§ **제공된 자료**

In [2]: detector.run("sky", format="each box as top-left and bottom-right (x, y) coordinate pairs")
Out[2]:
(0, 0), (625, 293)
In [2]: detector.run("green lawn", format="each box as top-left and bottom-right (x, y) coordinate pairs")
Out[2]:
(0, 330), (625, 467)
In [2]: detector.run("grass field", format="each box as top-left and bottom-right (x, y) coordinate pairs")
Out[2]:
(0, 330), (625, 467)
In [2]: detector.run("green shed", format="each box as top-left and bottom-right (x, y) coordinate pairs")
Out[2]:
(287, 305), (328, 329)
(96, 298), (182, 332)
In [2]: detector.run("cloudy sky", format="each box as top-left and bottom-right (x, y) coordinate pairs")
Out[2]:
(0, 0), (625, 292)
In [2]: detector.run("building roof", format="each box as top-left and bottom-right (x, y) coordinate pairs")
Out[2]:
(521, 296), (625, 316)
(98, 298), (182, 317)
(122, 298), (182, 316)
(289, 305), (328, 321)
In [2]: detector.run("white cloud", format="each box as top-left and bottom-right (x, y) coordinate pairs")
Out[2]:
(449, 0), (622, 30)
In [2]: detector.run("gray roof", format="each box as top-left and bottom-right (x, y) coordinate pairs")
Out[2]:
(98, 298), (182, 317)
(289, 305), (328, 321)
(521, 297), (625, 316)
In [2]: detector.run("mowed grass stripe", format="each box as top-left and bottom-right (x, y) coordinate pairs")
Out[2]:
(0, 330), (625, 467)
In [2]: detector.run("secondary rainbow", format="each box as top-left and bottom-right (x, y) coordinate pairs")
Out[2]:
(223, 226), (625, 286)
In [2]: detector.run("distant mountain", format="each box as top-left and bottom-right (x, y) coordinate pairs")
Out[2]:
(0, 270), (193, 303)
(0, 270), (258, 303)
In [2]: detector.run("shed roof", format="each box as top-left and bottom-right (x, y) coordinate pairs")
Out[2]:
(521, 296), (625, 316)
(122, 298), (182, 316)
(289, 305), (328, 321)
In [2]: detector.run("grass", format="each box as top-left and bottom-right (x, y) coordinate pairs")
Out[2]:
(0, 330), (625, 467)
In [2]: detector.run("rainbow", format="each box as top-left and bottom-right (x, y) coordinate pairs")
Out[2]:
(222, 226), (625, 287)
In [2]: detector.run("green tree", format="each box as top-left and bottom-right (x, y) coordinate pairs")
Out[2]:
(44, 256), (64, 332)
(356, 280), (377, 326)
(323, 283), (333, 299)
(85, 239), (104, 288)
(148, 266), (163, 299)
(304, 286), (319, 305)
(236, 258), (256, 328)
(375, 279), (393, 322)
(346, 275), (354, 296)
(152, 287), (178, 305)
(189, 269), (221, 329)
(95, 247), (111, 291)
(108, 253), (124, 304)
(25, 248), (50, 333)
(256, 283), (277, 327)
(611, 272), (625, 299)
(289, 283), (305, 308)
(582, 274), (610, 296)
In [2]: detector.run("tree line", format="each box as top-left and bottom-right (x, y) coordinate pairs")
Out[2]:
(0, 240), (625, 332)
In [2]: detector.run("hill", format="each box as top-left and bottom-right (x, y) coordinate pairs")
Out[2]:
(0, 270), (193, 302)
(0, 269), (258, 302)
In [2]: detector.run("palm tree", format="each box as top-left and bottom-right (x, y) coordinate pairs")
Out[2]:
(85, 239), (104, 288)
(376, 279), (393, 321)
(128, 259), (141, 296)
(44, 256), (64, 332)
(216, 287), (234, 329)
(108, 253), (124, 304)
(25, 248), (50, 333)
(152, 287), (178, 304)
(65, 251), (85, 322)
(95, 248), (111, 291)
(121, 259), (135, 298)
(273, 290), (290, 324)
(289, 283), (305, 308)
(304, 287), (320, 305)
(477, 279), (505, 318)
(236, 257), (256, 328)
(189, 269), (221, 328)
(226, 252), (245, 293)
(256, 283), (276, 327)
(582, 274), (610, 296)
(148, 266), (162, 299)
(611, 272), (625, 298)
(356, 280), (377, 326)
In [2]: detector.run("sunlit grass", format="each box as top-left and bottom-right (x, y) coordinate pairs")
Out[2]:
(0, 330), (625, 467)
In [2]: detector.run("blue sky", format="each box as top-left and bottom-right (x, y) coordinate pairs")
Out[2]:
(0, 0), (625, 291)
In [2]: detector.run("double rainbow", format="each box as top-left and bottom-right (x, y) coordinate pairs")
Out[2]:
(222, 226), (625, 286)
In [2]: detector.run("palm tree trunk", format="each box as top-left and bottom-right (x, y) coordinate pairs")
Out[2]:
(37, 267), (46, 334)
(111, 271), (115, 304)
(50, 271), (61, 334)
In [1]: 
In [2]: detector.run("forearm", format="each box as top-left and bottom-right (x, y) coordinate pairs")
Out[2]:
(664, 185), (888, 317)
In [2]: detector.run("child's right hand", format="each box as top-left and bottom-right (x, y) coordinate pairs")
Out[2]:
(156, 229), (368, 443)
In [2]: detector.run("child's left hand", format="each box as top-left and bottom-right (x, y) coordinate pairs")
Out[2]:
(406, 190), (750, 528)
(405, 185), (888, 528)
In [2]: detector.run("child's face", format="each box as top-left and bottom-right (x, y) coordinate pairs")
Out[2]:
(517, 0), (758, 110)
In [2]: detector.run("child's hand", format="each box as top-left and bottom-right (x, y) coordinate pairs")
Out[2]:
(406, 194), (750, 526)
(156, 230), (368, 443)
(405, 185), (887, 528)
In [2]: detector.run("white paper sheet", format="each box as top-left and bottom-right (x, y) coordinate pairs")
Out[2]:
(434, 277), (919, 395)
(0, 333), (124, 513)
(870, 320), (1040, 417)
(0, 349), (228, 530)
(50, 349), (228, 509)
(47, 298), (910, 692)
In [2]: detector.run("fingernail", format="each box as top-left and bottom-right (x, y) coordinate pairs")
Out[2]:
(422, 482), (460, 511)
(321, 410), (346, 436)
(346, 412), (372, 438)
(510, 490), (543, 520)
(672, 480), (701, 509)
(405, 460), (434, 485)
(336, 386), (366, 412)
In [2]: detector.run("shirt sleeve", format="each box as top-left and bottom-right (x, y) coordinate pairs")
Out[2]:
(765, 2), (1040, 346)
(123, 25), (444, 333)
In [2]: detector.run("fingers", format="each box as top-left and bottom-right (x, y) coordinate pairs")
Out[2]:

§ **요구 사항**
위의 행 가운데 "shed"라는 단어가 들어 있는 행을 모두 옮겨 적어 보여 주세요. 대소문자는 구분합니다.

§ **이 연습의 결과**
In [2]: detector.run("green shed", format="each box as top-left and bottom-right (x, y) coordinate pairs")
In [2]: detector.run("shed roof", format="each box as top-left and bottom-right (x, y) coordinate pairs")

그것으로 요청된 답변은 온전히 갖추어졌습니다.